**Source extract**
────
2007-01-16 12:08:08

by Takashi Sato

[permalink] [raw]
Subject: [RFC][PATCH 0/3] ext4 online defrag (ver 0.2)

Hi

I have modified the online defrag patches to add new function which can
put the multiple files closer together. It is effective for
an application which reads many small files. Our goal is to reduce
OS booting time by putting the files, read during OS booting,
closer together.

Implementation:
All the files under the directory specified by
"e4defrag -r directory-name" are put closer together.
The modifications are as followings.
1. Add new ioctl(EXT4_IOC_DEFRAG) which returns the first physical
block number of the specified file. With this ioctl, a command
gets the specified directory's.

2. The new entry "goal" is added on ext4_ext_defrag_data structure
which is passed to existing ioctl(EXT4_IOC_DEFRAG)
as the argument. The kernel starts searching the free blocks
from "goal". The command passes the physical block number
gotten in the above step(1) to the ioctl.

struct ext4_ext_defrag_data {
loff_t start_offset; /* start offset to defrag in byte */
loff_t defrag_size; /* size of defrag in bytes */
ext4_fsblk_t goal; /* block offset for allocation */
};

Current status:
These patches are at the experimental stage so they have many issues and
items to improve. But they are worth enough to examine my trial.

Dependencies:
My patches depend on the following Alex's patches of the multi-block
allocation for Linux 2.6.19-rc6.
"[RFC] delayed allocation, mballoc, etc"
http://marc.theaimsgroup.com/?l=linux-ext4&m=116493228301966&w=2

Outstanding issues:
When the extent block is filled with extents and there are no space
for additional extent, the new extent cannot be inserted and the defrag
fails in my current implementation.

Items to improve:
- Optimize the depth of extent tree and the number of extent blocks
after defragmentation.
- The blocks on the temporary inode are moved to the original inode
by a page in the current implementation. I have to tune
the pages unit for the performance.
────
**Task list**
**A)** According to the ext4 online defrag post, what is the goal of putting files closer together?
**B)** Rewrite more briefly the paragraph of the ext4 online defrag post that begins "I have modified the online defrag patches".
**C)** Resume the ext4 online defrag post after its final line.

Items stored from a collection
────
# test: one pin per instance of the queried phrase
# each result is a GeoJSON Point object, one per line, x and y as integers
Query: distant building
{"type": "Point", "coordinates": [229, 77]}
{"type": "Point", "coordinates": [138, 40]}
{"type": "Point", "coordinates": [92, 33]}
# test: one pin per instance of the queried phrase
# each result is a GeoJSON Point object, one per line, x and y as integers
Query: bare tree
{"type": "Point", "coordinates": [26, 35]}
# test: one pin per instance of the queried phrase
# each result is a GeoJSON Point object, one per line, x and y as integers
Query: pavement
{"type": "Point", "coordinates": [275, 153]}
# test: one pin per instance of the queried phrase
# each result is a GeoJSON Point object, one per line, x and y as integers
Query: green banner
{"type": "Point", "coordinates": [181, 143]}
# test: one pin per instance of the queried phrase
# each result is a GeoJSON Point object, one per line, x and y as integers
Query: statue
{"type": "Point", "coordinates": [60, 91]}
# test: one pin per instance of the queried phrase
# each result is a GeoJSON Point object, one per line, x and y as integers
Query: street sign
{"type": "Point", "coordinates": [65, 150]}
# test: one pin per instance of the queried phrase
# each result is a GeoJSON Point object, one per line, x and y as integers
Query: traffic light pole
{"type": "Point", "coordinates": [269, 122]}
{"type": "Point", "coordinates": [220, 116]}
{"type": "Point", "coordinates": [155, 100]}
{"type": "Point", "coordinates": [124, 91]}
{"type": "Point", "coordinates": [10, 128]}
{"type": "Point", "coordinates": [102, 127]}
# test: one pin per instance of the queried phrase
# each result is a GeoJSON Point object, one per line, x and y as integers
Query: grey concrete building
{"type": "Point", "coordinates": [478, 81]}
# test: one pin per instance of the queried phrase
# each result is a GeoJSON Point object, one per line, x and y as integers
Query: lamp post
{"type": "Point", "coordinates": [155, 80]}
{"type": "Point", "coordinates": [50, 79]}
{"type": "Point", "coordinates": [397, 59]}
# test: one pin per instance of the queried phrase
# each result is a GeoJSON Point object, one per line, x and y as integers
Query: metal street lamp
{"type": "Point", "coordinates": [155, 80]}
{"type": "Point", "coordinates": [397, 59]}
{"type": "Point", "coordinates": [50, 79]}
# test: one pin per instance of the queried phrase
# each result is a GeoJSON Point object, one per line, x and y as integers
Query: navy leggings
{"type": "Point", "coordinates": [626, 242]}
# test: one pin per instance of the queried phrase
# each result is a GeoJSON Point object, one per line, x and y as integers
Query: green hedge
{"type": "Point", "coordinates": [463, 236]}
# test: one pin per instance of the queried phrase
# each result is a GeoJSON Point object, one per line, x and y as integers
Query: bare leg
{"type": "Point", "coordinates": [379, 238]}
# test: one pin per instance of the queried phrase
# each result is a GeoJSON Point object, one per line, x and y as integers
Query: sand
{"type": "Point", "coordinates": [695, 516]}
────
**Results by task**
**A)** To reduce OS booting time by putting the files read during OS booting closer together.

**B)** The online defrag patches now include a function that places multiple files closer together, which helps applications that read many small files. The aim is to cut OS booting time by grouping the files read during booting.

**C)**
- Support indirect block file.

Next steps:
I will update my patches to solve the problem described on above
"Outstanding issues" in the beginning of February.

Any comments from reviews or tests are welcome.

Summary of patches:
*These patches apply on top of Alex's patches.
"[RFC] delayed allocation, mballoc, etc"
http://marc.theaimsgroup.com/?l=linux-ext4&m=116493228301966&w=2

[PATCH 1/3] Allocate new contiguous blocks with Alex's mballoc
- Search contiguous free blocks and allocate them for the temporary
inode with Alex's multi-block allocation.

[PATCH 2/3] Move the file data to the new blocks
- Move the blocks on the temporary inode to the original inode
by a page.

[PATCH 3/3] Online defrag command
- The defrag command. Usage is as follows:
o Put the multiple files closer together.
# e4defrag -r directory-name
o Defrag for a single file.
# e4defrag file-name
o Defrag for all files on ext4.
# e4defrag device-name

Cheers, Takashi


2007-01-16 19:21:37

by Andreas Dilger

[permalink] [raw]
Subject: Re: [RFC][PATCH 0/3] ext4 online defrag (ver 0.2)

On Jan 16, 2007 21:03 +0900, [email protected] wrote:
> 1. Add new ioctl(EXT4_IOC_DEFRAG) which returns the first physical
> block number of the specified file. With this ioctl, a command
> gets the specified directory's.

Maybe I don't understand, but how is this different from the long-time
FIBMAP ioctl?

> 2. The new entry "goal" is added on ext4_ext_defrag_data structure
> which is passed to existing ioctl(EXT4_IOC_DEFRAG)
> as the argument. The kernel starts searching the free blocks
> from "goal". The command passes the physical block number
> gotten in the above step(1) to the ioctl.
>
> struct ext4_ext_defrag_data {
> loff_t start_offset; /* start offset to defrag in byte */
> loff_t defrag_size; /* size of defrag in bytes */
> ext4_fsblk_t goal; /* block offset for allocation */
> };

Two things of note:
- presumably the start_offset and defrag_size should be multiples of the
filesystem blocksize? If they are not, is it an error or are they
adjusted to cover whole blocks?
- in previous defrag discussions (i.e. XFS defrag), it was desirable to
allow specifying different types of goals (e.g. hard, soft, kernel picks).
We may as well have a structure that allows these to be specified, instead
of having to change the interface afterward.

Cheers, Andreas
--
Andreas Dilger
Principal Software Engineer
Cluster File Systems, Inc.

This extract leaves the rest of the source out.